Work task: Return each line of the records holding the string "instance".

(Stored data entries)
◇ ◇ ◇ ◇
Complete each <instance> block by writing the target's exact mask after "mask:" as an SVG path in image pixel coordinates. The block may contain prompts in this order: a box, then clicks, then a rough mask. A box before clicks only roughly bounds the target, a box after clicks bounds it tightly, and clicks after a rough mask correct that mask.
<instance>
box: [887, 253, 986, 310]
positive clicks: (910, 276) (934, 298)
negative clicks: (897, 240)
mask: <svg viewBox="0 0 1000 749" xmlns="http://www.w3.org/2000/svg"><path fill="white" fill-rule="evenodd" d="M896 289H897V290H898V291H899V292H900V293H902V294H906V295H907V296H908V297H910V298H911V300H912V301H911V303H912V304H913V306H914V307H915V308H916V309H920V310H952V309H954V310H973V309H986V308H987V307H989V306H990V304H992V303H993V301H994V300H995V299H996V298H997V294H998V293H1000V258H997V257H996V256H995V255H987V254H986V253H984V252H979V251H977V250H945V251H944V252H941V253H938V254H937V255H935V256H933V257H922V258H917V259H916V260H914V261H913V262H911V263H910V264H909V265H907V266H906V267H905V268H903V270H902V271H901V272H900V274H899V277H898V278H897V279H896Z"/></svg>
◇ ◇ ◇ ◇
Written solution:
Complete each <instance> block by writing the target's exact mask after "mask:" as an SVG path in image pixel coordinates. The block may contain prompts in this order: a box, then clicks, then a rough mask. A box before clicks only roughly bounds the target, a box after clicks bounds it tightly, and clicks after a rough mask correct that mask.
<instance>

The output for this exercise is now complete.